- Instructions for the task: Lines before the one containing "For the evaluation set, indicate each instance of the nike" are left out; copy that line and every later line through the end of the data exactly.

--- START OF Records ---

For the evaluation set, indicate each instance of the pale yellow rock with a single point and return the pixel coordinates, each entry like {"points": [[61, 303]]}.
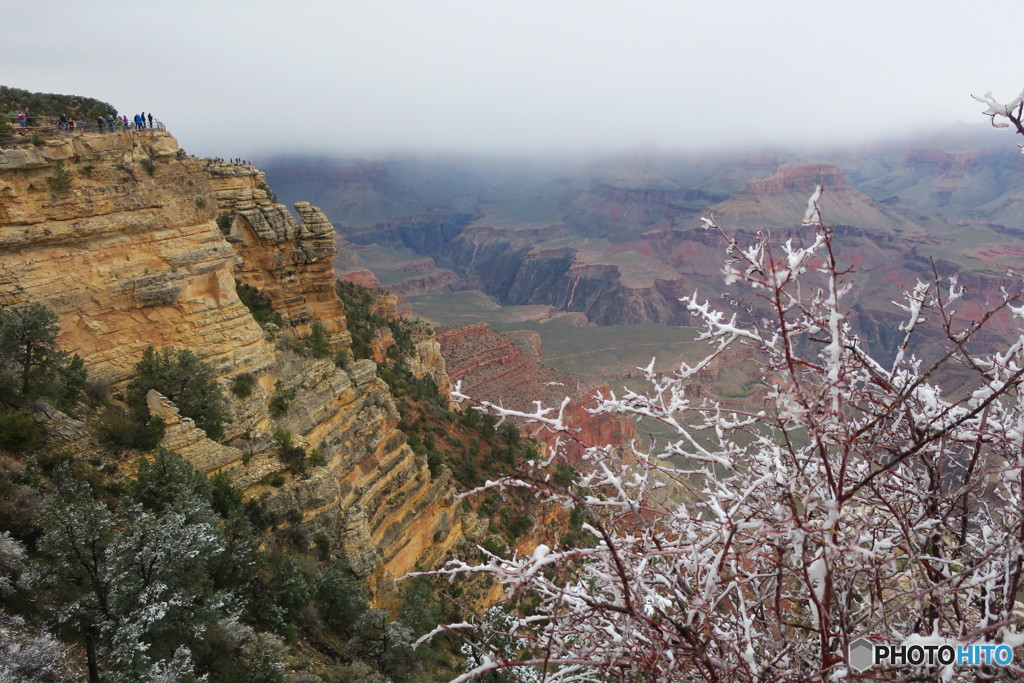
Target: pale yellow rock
{"points": [[129, 259]]}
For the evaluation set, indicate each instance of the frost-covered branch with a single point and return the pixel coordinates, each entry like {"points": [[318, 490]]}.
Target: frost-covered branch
{"points": [[862, 498]]}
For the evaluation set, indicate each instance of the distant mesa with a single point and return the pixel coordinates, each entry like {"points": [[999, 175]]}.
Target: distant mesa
{"points": [[780, 199]]}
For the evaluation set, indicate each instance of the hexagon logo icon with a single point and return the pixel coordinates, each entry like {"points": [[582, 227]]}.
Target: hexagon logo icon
{"points": [[861, 655]]}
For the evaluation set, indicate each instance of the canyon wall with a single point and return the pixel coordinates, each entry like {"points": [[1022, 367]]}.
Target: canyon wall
{"points": [[492, 367], [139, 245]]}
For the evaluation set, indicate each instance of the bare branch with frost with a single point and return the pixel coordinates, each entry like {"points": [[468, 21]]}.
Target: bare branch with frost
{"points": [[860, 499]]}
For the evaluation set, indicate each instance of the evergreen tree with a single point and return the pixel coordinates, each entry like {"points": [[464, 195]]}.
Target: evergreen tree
{"points": [[144, 585], [189, 383], [30, 353]]}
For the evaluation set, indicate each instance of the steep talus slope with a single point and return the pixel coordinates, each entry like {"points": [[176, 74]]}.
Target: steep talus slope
{"points": [[129, 255]]}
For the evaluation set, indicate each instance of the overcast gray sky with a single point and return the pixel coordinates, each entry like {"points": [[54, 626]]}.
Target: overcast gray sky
{"points": [[242, 77]]}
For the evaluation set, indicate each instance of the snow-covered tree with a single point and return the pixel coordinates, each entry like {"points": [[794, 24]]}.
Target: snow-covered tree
{"points": [[138, 583], [861, 499]]}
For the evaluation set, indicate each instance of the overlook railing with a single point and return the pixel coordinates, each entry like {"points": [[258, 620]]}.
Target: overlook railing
{"points": [[53, 128]]}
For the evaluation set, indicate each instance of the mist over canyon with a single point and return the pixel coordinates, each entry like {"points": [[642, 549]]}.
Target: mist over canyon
{"points": [[617, 240]]}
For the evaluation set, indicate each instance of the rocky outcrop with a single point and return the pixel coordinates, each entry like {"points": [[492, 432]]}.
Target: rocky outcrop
{"points": [[290, 261], [132, 255]]}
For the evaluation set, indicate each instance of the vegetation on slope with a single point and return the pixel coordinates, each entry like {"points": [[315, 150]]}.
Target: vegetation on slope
{"points": [[124, 573]]}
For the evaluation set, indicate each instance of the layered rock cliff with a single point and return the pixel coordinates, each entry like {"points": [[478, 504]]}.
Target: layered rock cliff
{"points": [[139, 246]]}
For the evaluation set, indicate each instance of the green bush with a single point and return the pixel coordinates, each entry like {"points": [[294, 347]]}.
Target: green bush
{"points": [[316, 458], [288, 453], [224, 223], [224, 498], [243, 385], [120, 429], [282, 399], [18, 432]]}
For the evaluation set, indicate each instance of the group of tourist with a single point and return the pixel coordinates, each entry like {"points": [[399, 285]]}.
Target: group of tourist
{"points": [[109, 123]]}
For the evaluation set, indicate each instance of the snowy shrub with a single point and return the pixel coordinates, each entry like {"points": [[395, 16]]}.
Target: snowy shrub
{"points": [[757, 544], [31, 656]]}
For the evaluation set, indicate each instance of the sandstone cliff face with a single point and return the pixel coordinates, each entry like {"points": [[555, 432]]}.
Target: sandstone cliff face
{"points": [[131, 256], [127, 258]]}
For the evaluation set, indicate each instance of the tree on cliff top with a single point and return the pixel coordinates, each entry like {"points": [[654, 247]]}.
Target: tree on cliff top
{"points": [[52, 104], [862, 500]]}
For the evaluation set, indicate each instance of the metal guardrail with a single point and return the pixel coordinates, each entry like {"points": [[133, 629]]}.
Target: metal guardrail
{"points": [[54, 128]]}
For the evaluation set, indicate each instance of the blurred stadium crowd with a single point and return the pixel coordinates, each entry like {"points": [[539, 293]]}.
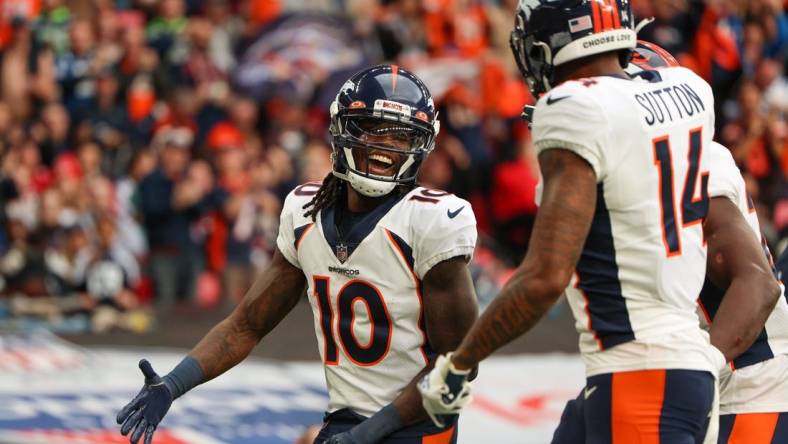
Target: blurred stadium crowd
{"points": [[146, 146]]}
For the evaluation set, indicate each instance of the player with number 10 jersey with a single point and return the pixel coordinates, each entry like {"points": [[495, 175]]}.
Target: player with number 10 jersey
{"points": [[383, 263]]}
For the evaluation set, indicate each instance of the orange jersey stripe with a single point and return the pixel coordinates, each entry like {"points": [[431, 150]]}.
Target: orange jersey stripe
{"points": [[753, 428], [615, 12], [636, 406], [439, 438]]}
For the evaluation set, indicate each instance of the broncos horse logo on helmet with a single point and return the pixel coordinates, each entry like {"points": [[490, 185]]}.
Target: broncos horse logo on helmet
{"points": [[647, 57], [383, 125], [549, 33]]}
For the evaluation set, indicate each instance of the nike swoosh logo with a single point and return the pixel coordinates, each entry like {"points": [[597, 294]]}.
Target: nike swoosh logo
{"points": [[551, 99], [453, 214]]}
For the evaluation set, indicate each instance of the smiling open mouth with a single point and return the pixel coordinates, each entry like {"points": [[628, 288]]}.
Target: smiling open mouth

--- END OF Records ---

- Final answer:
For the evaluation set, indicate each instance of the nike swoosh logo with a single point and return the pixel coordinates, each entry like {"points": [[597, 294]]}.
Target: nike swoosh logo
{"points": [[551, 99], [453, 214]]}
For the evaluation set, indicate each instance of the smiling open mouth with a single point and return the pixel coordinates, each entry like {"points": [[628, 288]]}.
Target: smiling open mouth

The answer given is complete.